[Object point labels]
▽
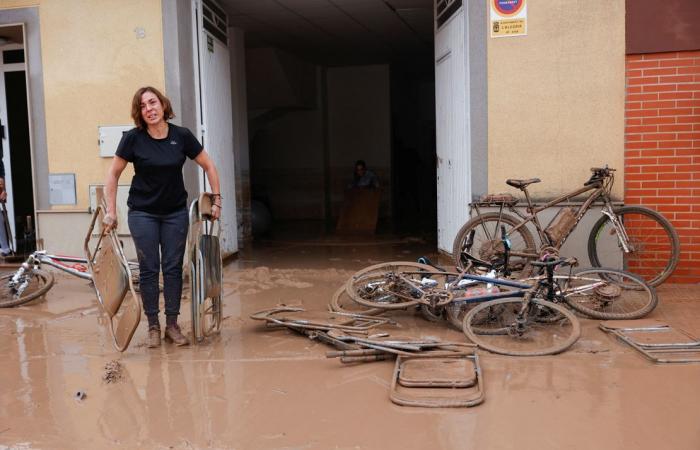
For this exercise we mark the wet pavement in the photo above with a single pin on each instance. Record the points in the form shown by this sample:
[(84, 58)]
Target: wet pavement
[(254, 388)]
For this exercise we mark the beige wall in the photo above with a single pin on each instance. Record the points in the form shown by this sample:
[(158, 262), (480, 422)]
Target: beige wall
[(556, 96), (93, 61)]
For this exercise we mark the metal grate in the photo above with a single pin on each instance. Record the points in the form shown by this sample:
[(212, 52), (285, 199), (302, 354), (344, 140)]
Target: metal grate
[(215, 21), (444, 9)]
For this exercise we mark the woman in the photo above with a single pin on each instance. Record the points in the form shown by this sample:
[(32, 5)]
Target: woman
[(158, 218)]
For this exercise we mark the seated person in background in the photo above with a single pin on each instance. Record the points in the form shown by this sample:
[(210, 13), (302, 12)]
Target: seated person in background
[(364, 178)]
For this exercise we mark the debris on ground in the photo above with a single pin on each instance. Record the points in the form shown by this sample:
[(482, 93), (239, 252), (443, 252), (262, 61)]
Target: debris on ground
[(113, 372)]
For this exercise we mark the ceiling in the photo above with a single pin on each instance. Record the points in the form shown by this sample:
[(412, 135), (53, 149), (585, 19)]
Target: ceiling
[(337, 32)]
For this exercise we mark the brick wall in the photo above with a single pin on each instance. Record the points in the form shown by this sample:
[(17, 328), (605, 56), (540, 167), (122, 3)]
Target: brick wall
[(662, 146)]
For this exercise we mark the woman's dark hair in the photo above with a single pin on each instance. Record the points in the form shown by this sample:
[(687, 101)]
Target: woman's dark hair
[(136, 106)]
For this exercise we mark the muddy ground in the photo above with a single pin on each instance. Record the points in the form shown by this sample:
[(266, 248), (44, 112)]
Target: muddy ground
[(62, 384)]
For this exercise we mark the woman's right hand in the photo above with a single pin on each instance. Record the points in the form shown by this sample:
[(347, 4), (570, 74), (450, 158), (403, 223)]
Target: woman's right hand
[(109, 222)]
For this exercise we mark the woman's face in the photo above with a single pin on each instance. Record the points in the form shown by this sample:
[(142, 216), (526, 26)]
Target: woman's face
[(151, 108)]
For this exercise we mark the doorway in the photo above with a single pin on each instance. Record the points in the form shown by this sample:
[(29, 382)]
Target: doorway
[(15, 138)]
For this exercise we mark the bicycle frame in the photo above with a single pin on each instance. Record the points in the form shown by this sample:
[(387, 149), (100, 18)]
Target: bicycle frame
[(598, 190)]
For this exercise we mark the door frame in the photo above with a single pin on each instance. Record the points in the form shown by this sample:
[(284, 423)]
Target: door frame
[(16, 67)]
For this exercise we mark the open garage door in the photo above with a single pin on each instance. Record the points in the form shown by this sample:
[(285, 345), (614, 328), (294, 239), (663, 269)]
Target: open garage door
[(215, 111)]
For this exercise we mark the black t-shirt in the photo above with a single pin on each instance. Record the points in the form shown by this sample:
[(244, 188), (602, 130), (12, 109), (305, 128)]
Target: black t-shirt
[(158, 186)]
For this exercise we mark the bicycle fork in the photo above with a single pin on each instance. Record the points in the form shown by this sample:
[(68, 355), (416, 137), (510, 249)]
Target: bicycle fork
[(620, 231)]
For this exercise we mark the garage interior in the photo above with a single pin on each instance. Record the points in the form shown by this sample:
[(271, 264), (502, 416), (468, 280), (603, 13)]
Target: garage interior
[(330, 82)]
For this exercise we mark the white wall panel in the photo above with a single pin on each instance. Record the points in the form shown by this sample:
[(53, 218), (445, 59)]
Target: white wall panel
[(453, 153), (218, 135)]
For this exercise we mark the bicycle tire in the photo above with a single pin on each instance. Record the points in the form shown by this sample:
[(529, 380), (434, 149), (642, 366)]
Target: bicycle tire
[(623, 295), (665, 253), (432, 314), (486, 249), (356, 286), (341, 302), (40, 283), (545, 331)]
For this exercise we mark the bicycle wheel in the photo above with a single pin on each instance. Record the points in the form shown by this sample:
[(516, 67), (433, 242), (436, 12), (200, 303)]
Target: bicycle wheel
[(609, 294), (538, 335), (341, 302), (38, 283), (487, 244), (392, 285), (655, 243)]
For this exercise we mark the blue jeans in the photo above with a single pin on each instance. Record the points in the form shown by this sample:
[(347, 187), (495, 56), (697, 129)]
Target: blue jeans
[(160, 242)]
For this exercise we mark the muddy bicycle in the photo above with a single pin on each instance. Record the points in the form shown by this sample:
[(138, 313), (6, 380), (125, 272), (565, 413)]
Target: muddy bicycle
[(635, 238), (30, 281), (520, 318)]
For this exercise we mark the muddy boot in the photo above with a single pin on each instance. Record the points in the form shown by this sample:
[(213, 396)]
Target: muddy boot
[(153, 336), (174, 335)]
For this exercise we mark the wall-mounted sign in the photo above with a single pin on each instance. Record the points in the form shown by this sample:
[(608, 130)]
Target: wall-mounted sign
[(62, 189), (508, 18)]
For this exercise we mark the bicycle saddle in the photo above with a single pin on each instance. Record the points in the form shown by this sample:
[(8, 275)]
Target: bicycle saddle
[(555, 262), (520, 184)]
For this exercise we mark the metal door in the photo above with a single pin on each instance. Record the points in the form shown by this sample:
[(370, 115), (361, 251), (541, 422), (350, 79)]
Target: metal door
[(215, 111), (452, 116), (5, 143)]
△
# [Short exercise]
Write out every line above exactly as it is, leaving out the pictures.

# [Response for this exercise]
For this exercise we mark the wet pavement in the photo above with a single pin on each instance. Record the points in the form shown by this sample:
[(84, 58)]
Target: wet pavement
[(254, 388)]
For this exercise we mark the beige wall in the photo above with a single pin on each instance. Record the points in the form shown by this sample:
[(158, 262), (480, 422)]
Target: beige wall
[(556, 96), (93, 61)]
For this exercise we mark the metal grate in the photo above with a single pin on each instance. Record the points in the form shown by this sample:
[(212, 52), (285, 199), (302, 354), (344, 140)]
Target: metal grate
[(215, 21), (444, 9)]
For this exercise we mark the woman in the photo above with a single pin on each instance. Record the points in the form shown by this sample:
[(32, 5)]
Target: woman
[(158, 218)]
For this exercise we mark the seated person in background in the photo above with a single pin on each instance. Record the points in the form shown by this sample:
[(210, 13), (302, 12)]
Target: seated person in background
[(364, 178)]
For this exercise we mark the debris on ground in the photo above with a single pin on each instance. Record the points in the form shown by this sample:
[(482, 93), (239, 252), (443, 252), (262, 61)]
Target: debris on ground
[(113, 372)]
For this exercise we mark the ceiling in the photo above with a single pin on each instance. Record the points in the form shown by this sample:
[(412, 135), (53, 149), (585, 19)]
Target: ceiling
[(337, 32)]
For this exercise we mark the brick wall in the photo above with a single pin on each instance. Record the points in the form shown by this sample:
[(17, 328), (605, 56), (540, 167), (122, 3)]
Target: brick wall
[(662, 146)]
For this exercise we mark the woman's dark hair in the photo above with a single pin on each instance. Record the points in the form shown by this sample:
[(687, 101)]
Target: woman's dark hair
[(136, 106)]
For this exercise we mark the muddy ground in the photo above with a single pin on each instance. Record the points in the form shown by this sample:
[(266, 248), (44, 112)]
Target: muddy ground
[(62, 384)]
For this exercise we mark the woman's right hand in the photo above with a single pin on each instance. Record the points in the form shown by this sample:
[(347, 4), (570, 74), (450, 158), (403, 223)]
Target: woman's right hand
[(109, 222)]
For this exercise we mark the woman's face in the photo above with a single pin on each instance. Record the points in the form shown by this sample:
[(142, 216), (526, 26)]
Target: woman's face
[(151, 108)]
For this exercise we mark the doorway in the photo above with a single pin on each instance. Record the points in the form shown by this sample:
[(29, 382)]
Target: doorway
[(15, 138)]
For this exercise we mark the bicycle frame in the photo above with a single pin on each instance. Record the points in the form shown by this sample:
[(387, 149), (100, 18)]
Target: bicycle frame
[(598, 190)]
For this exercise we mark the door frame in the photo above with a single pin on each instance. Record the points in the form shown by this sample:
[(284, 423)]
Target: door frame
[(16, 67)]
For this exercise we mark the open garage door in the photo above with a single pin on each instance. Record the points in the form shown by this sample:
[(285, 345), (614, 328), (294, 239), (663, 269)]
Target: open garage door
[(215, 111)]
For this exercise we mark the black t-shirt in the photo above with a single pin on each instance. Record the points in the form shown by this sample:
[(244, 188), (602, 130), (12, 109), (305, 128)]
Target: black t-shirt
[(158, 186)]
For this exercise we mark the bicycle fork in the photo above with a single pin on each instance. Record the points in the form shown by this sample:
[(68, 355), (416, 137), (510, 249)]
Target: bicycle fork
[(620, 231)]
For this exercise we mark the garage interior in the photo above with a single pin on each instance. Record the points in the form shown by this sample:
[(271, 264), (502, 416), (468, 280), (603, 13)]
Target: garage interior
[(330, 82)]
For this exercise we mark the white wall panel in the photo above with a single pin on each instance. Record the points in the form shown by this sample:
[(53, 218), (445, 59)]
Target: white wall panel
[(453, 153), (218, 135)]
For this exercise we mark the bicycle tire in the photo above with a single pin on each instance. Record the points in the form shown by this sample:
[(529, 380), (434, 149), (642, 366)]
Target: bicycle tire
[(623, 295), (665, 253), (432, 314), (486, 249), (356, 286), (341, 302), (40, 283), (545, 331)]
For this exercise we mark the bicycle wheel in the photo above with a single pin on each instance. Record the points in the form shown by this sample:
[(516, 67), (433, 242), (436, 12), (200, 303)]
Target: bicycle wheel
[(609, 294), (538, 335), (341, 302), (38, 283), (487, 244), (392, 285), (655, 243)]
For this exercise we mark the blue jeans in the photo above with a single pin on each instance. Record the points in the form shown by this sample:
[(347, 187), (495, 56), (697, 129)]
Target: blue jeans
[(160, 242)]
For this exercise we mark the muddy bicycle in the photo above with a single pin on each instance. Record the points in the form shown by this sample:
[(138, 313), (6, 380), (125, 272), (565, 413)]
Target: muddy bicycle
[(635, 238), (30, 281), (520, 318)]
For this exercise we mark the muddy boot in the photo above with a single pin on each instance. Record the points in the form shown by this sample:
[(213, 396)]
Target: muddy boot
[(153, 336), (174, 335)]
For this exercise we mark the wall-mounted sign in the photo above with a single pin on each instance. Record the points in the form shown by this sample:
[(608, 130)]
Target: wall-mounted sign
[(62, 189), (508, 18)]
For this exercise we mark the bicycle saddle in the photo above with a single pin on each instance. Record the points in the form shown by this sample:
[(8, 275)]
Target: bicycle saddle
[(555, 262), (520, 184)]
For this exercise we mark the metal door in the photo above with a single pin on each instance. Record the points in the form shown by this sample:
[(370, 115), (361, 251), (541, 422), (350, 79)]
Target: metal door
[(215, 111), (452, 116), (5, 143)]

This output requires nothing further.